• TO DO: Word for word, set down the listing that appears after this line.

--- AVAILABLE RECORDS ---

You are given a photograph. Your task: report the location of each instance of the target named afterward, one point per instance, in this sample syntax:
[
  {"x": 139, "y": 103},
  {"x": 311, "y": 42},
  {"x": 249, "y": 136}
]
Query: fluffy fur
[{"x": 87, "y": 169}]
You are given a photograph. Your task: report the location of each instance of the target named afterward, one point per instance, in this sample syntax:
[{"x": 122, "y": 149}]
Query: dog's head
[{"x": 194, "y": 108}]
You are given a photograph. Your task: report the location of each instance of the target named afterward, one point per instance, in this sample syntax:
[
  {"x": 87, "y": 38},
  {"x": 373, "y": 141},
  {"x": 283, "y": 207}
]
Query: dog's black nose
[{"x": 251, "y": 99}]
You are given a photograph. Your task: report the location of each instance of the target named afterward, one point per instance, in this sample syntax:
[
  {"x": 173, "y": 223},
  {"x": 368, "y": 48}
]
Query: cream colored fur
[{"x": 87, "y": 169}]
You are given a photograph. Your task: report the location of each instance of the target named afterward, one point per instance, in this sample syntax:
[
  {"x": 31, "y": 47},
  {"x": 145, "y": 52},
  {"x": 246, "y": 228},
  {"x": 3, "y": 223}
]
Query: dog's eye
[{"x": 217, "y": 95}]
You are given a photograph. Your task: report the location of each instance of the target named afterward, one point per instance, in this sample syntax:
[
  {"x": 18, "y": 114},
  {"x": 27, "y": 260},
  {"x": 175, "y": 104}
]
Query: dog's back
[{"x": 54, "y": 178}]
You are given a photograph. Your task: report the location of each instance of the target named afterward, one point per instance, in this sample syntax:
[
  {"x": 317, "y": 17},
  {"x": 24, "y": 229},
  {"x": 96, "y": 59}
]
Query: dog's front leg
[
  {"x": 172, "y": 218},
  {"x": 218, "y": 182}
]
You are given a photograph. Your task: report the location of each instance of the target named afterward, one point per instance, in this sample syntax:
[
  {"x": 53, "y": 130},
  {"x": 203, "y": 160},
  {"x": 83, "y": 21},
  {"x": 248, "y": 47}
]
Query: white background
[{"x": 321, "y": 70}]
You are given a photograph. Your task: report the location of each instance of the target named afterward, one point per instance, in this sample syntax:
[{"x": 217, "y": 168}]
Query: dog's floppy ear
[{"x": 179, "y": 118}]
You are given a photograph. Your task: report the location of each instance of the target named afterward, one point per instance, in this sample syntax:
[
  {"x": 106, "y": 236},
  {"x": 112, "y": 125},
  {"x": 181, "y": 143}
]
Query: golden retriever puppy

---

• SOLVED EXERCISE:
You are given a photograph. Your task: report the location of each instance of the target named afterward, one point per instance, in this sample syntax:
[
  {"x": 139, "y": 103},
  {"x": 311, "y": 42},
  {"x": 249, "y": 136}
]
Query: fluffy fur
[{"x": 87, "y": 169}]
You are given a photograph. Your task: report the location of each instance of the target named afterward, one point per instance, in this sample syntax:
[{"x": 122, "y": 149}]
Query: dog's head
[{"x": 194, "y": 108}]
You are given a photograph. Your task: report the location of each instance of the target named afterward, one point per instance, in this sample syntax:
[
  {"x": 87, "y": 38},
  {"x": 373, "y": 141},
  {"x": 283, "y": 207}
]
Query: dog's black nose
[{"x": 251, "y": 99}]
You are given a photograph. Your task: report the location of each instance of the target named afterward, one point per instance, in this sample syntax:
[
  {"x": 173, "y": 223},
  {"x": 368, "y": 48}
]
Query: cream colored fur
[{"x": 87, "y": 169}]
You are given a photograph. Your task: report the location of each instance of the target named afterward, one point per instance, in this sample syntax:
[
  {"x": 31, "y": 47},
  {"x": 145, "y": 52},
  {"x": 246, "y": 228},
  {"x": 3, "y": 223}
]
Query: dog's eye
[{"x": 217, "y": 95}]
You are given a photograph. Your task: report the location of each instance of the target named afterward, one point per instance, in this sample syntax:
[
  {"x": 18, "y": 114},
  {"x": 27, "y": 260},
  {"x": 175, "y": 104}
]
Query: dog's back
[{"x": 54, "y": 178}]
You are given a photograph. Your task: report the location of each instance of the target named afterward, one point per instance, in this sample syntax:
[
  {"x": 317, "y": 17},
  {"x": 24, "y": 229},
  {"x": 96, "y": 59}
]
Query: dog's front leg
[
  {"x": 172, "y": 218},
  {"x": 218, "y": 182}
]
You are given a photograph. Your task: report the location of each instance of the target named afterward, one point per instance, in this sample syntax:
[
  {"x": 53, "y": 130},
  {"x": 203, "y": 160},
  {"x": 83, "y": 21},
  {"x": 248, "y": 47}
]
Query: white background
[{"x": 321, "y": 70}]
You are given a photograph. Your task: report the location of each instance of the target named afterward, one point per instance, in this sample syntax:
[{"x": 217, "y": 168}]
Query: dog's floppy ear
[{"x": 179, "y": 118}]
You are given a photograph. Your task: report the location of each instance of the target named afterward, one point per instance, in this sample syntax:
[
  {"x": 106, "y": 236},
  {"x": 112, "y": 125},
  {"x": 181, "y": 143}
]
Query: golden retriever puppy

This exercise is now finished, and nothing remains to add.